What is it?
allelematch is a package of functions for the statistical programming language R. It performs matching and clustering microsatellite or other multilocus genotype data. Typical applications of the package include finding unique individuals and identifying potential genotyping errors. The package is targeted at those working with large datasets and databases containing multiple samples of individuals, a situation that is common in non-invasive wildlife sampling applications. It has also proven useful for applications with clonal organisms. Matching and clustering both explicitly incorporate missing data, and can tolerate genotyping error.
Why use it?
We developed allelematch for working with large non-invasively sampled genetic data sets. Non-invasive sampling is usually done from fecal or hair samples, and typically the individual from which a genetic sample is obtained is not known. For some study systems, such data sets will consist of many repeat samples (or recaptures) of the same individual. In addition, samples from these source materials can often be poor in quality, resulting in markers failing to amplify (i.e. missing data) or amplification errors. These analyses help in identifying candidate individuals and ensuring data quality in such data sets.
What can it do?
Identify unique genotypes: Finding unique multilocus genotypes (candidate individuals) appears on the surface to be trivial; an exercise in sorting genotypes into identical groups. This has been the approach taken by other existing software, where implicit assumptions are that there is high confidence in each genotype (often because multiple replicates of each sample have been used before a final genotype is declared), and there are very little missing data. However, when we have missing data, and when we want to compensate for a potentially small number of errors in genotyping, the process of matching quickly becomes complicated. Available software packages are sensitive to small differences in genotypes when reporting matches.
We take a novel approach to this matching problem by combining three types of analyses: (1) Identify the dissimilarity between pairs of genotypes using our matching score metric; (2) Cluster this dissimilarity matrix using a standard hierarchical agglomerative clustering approach; and (3) Use a dynamic tree cutting approach that has been recently developed to identify patterns in gene coexpression data. This final step identifies groups of matching genotypes on the cluster dendrogram. Those genotypes that are not members of a cluster emerge as singletons.
Pairwise matching of genotypes: Match multilocus genotypes in a focal set with genotypes in a second comparison set. This uses a a matching score which is a percentage similarity (or Hamming distance) between two genotypes modified to take into account the possibility that a missing datum can match (given a specified proportion or probability of a match). This tool can be used to identify genotyping errors. Importantly, this matching score pays no attention to genetics, but rather declares matches on the superficial similarity of two rows of a matrix.
How reliable are unique genotype identifications?
allelematch for identifying unique genotypes performs well under a variety of common dataset conditions. Under some less frequent conditions, the software performs poorly. The correct identification of unique individuals depends largely on the following: (1) average allelic diversity of the data set; (2) the missing data load of the data set; (3) the genotyping error rate; and to a much less extent (4) the frequency of sampling of a genotype. An extensive simulation experiment has been conducted using the software, and is published in Molecular Ecology Resources.

# DATA PROVIDED
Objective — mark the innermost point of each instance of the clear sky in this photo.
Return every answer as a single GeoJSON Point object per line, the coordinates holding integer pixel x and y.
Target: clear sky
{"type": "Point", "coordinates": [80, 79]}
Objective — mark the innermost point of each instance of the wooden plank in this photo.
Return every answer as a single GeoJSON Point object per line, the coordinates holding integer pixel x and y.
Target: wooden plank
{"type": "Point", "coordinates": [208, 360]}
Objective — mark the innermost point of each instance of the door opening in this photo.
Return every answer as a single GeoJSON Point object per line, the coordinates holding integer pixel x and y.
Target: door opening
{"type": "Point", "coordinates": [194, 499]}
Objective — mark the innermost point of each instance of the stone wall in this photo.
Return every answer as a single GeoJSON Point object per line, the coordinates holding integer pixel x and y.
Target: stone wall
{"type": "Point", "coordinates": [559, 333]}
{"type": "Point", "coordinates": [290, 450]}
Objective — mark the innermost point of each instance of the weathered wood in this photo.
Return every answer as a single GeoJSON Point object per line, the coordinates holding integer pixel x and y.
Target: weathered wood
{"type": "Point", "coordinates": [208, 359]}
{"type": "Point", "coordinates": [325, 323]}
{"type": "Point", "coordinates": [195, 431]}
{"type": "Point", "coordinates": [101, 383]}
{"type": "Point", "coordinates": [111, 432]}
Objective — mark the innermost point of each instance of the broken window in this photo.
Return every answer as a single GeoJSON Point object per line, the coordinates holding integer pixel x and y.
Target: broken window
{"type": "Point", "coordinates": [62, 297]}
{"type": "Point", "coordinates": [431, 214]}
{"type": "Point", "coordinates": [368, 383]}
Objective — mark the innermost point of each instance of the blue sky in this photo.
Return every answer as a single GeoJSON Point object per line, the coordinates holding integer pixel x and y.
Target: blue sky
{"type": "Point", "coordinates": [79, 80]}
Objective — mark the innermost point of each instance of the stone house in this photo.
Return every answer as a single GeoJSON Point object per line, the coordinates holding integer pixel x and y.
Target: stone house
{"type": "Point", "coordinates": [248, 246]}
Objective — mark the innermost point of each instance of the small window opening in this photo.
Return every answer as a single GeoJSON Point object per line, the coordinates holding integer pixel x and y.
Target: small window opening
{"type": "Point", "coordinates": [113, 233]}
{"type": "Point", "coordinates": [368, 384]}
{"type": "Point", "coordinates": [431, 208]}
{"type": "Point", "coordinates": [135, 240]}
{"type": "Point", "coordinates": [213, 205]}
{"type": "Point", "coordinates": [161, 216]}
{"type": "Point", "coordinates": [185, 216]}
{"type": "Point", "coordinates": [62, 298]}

# TASK DETAILS
According to the allelematch description, what programming language is allelematch a package for? Use only the allelematch description to answer.

# RESPONSE
It is a package for the statistical programming language R.